# [EXERCISE TASK]
Please revise the data below by changing every "woman" to "person", and leave all else as it is. Reproduce the full data with that change, without the pictures.

Records from a data source:
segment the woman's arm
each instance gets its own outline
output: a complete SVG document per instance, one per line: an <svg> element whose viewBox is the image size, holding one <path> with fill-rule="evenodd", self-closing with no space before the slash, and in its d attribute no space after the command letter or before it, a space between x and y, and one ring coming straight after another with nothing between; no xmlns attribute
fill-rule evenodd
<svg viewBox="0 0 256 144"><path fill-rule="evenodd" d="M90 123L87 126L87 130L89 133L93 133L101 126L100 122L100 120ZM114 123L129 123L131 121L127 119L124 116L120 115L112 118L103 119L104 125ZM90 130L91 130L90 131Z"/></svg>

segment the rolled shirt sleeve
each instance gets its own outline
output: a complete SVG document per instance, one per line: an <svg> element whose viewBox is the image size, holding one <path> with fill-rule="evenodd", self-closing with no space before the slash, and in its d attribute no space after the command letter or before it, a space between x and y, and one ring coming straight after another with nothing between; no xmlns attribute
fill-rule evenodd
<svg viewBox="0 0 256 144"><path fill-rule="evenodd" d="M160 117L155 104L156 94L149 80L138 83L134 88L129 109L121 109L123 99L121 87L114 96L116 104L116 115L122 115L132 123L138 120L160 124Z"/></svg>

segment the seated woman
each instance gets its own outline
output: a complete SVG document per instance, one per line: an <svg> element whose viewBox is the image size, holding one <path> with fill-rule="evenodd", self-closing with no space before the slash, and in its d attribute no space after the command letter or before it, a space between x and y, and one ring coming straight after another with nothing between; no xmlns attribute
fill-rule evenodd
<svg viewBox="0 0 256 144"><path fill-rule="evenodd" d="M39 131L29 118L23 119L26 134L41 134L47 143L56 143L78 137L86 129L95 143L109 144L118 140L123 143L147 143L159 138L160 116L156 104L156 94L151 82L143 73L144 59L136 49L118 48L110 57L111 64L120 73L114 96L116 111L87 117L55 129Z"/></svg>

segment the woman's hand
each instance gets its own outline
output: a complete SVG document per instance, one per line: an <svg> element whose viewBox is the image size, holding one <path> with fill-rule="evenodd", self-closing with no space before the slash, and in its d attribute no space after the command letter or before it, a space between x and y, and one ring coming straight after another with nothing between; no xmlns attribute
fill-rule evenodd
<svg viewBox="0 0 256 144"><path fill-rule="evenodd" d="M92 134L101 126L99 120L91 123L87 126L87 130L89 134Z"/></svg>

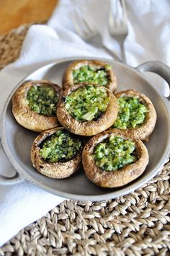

# [FINISHED TASK]
segment the person's arm
each instance gets its own outline
output: a complete SVG document per instance, one per line: an <svg> element whose viewBox is the image size, holding one <path> with fill-rule="evenodd", self-closing with no space before the slash, and in its d attribute no space after the command letter or before it, a space between x and y, and one ring coming straight after another with nothing between; no xmlns attribute
fill-rule evenodd
<svg viewBox="0 0 256 144"><path fill-rule="evenodd" d="M90 123L87 126L87 130L89 133L93 133L101 126L100 122L100 120ZM114 123L129 123L131 121L127 119L124 116L120 115L112 118L103 119L104 125ZM90 130L91 130L90 131Z"/></svg>

segment the rolled shirt sleeve
each instance gets its own outline
output: a complete SVG document per instance, one per line: an <svg> element whose viewBox is the image size, holding one <path> with fill-rule="evenodd", self-closing with no space before the slash, and in its d attribute no space after the command letter or before it, a space between x and y, and one ring coming straight after another with nothing between; no xmlns attribute
fill-rule evenodd
<svg viewBox="0 0 256 144"><path fill-rule="evenodd" d="M160 117L155 104L156 94L149 80L138 83L134 88L129 109L121 109L123 99L121 87L114 96L116 104L116 115L122 115L132 123L138 120L160 124Z"/></svg>

segment the seated person
each instance gets its own outline
output: a complete SVG document per instance, one per line: an <svg> element whose viewBox is the image size, holding one <path> with fill-rule="evenodd", self-closing with no space before the slash, and in its d attribute no space after the command letter or before it, a space between x and y, and one ring coming straight after another with nothing between; no xmlns attribute
fill-rule evenodd
<svg viewBox="0 0 256 144"><path fill-rule="evenodd" d="M39 131L29 118L23 119L26 134L41 134L47 143L56 143L78 137L86 129L95 143L109 144L118 140L123 143L147 143L159 138L160 116L156 104L156 94L151 82L143 73L144 59L136 49L118 48L110 57L111 64L120 73L114 96L116 111L87 117L55 129Z"/></svg>

segment the person's hand
each instance gets its own outline
output: a complete SVG document per instance, one per line: an <svg> element whose viewBox is the image size, holding one <path> with fill-rule="evenodd", self-closing with no space before the slash, and in its d attribute no space after the command letter or before it, a space between x and y, and one ring coming straight after another with nothing between; no xmlns attribute
fill-rule evenodd
<svg viewBox="0 0 256 144"><path fill-rule="evenodd" d="M92 134L101 126L99 120L91 123L87 126L87 130L89 134Z"/></svg>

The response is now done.